**EXERCISE GOAL**
Could you set out the data from the line containing "of the vaulted" through the last line, both included, as a JSON list of strings with one string per line and blank lines omitted?

........

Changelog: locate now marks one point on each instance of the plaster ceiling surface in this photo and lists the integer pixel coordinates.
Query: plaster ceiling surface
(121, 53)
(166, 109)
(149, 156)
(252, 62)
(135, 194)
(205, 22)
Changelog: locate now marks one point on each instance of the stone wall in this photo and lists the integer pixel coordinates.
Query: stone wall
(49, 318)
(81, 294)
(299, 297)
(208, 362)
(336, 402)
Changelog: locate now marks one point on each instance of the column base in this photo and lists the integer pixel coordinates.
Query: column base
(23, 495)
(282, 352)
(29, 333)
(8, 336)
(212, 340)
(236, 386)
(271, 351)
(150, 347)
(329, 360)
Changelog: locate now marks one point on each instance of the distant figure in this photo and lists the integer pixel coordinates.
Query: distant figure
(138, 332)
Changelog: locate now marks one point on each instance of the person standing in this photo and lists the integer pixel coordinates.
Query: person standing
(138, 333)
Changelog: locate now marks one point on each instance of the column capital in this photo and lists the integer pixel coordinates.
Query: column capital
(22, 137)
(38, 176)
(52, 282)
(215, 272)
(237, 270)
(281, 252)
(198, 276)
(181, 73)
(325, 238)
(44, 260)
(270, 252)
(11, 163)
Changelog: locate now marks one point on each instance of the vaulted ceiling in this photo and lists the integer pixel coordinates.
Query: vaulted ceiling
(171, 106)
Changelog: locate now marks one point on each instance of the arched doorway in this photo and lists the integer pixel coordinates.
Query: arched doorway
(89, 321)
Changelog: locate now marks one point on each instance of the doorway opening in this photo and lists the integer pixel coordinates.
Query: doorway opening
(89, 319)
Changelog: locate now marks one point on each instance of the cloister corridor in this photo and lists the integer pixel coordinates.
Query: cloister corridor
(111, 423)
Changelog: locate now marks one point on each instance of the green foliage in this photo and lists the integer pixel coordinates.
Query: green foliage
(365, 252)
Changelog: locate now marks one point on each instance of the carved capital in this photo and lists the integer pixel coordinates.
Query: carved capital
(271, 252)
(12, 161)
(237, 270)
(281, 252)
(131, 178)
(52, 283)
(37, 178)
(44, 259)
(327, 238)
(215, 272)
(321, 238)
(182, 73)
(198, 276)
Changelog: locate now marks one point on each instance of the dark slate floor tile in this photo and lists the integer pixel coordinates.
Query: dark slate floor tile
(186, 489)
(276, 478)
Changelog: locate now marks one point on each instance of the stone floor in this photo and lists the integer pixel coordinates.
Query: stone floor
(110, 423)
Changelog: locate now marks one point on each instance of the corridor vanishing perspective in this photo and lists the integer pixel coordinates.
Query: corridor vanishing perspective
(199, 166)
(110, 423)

........

**TASK RESULT**
[
  "Changelog: locate now marks one point on each instance of the vaulted ceiling in this photo and lists the integer pixel coordinates.",
  "Query: vaulted ceiling",
  "(171, 106)",
  "Changelog: locate now marks one point on each instance of the arched doorway in this photo and lists the integer pixel coordinates.",
  "Query: arched doorway",
  "(89, 321)",
  "Changelog: locate now marks one point on each instance of the doorway opening in this photo and lists the integer pixel coordinates.",
  "Query: doorway opening",
  "(89, 319)",
  "Changelog: locate now marks one point on each instance of the cloister corridor in this photo and lists the integer pixel coordinates.",
  "Query: cloister corridor",
  "(111, 423)",
  "Changelog: locate now marks one point on each instance of the green foliage in this photo and lists the integer pixel coordinates.",
  "Query: green foliage",
  "(365, 252)",
  "Changelog: locate now marks one point on each instance of the carved capital in this photo and lists the integer pixel coordinates.",
  "Query: carved capital",
  "(271, 252)",
  "(12, 161)",
  "(237, 270)",
  "(281, 252)",
  "(131, 178)",
  "(52, 283)",
  "(37, 178)",
  "(44, 259)",
  "(327, 238)",
  "(215, 272)",
  "(321, 238)",
  "(182, 73)",
  "(198, 276)",
  "Changelog: locate now marks one point on each instance of the dark slate floor tile in this photo and lists the integer pixel coordinates.",
  "Query: dark slate floor tile",
  "(186, 489)",
  "(276, 478)",
  "Changelog: locate now marks one point on each instance of the stone floor in this photo and lists the integer pixel coordinates.",
  "Query: stone floor",
  "(110, 423)",
  "Changelog: locate now marks one point on each instance of the corridor vanishing perspective in this photo and lists the integer pixel coordinates.",
  "Query: corridor vanishing perspective",
  "(199, 166)",
  "(110, 423)"
]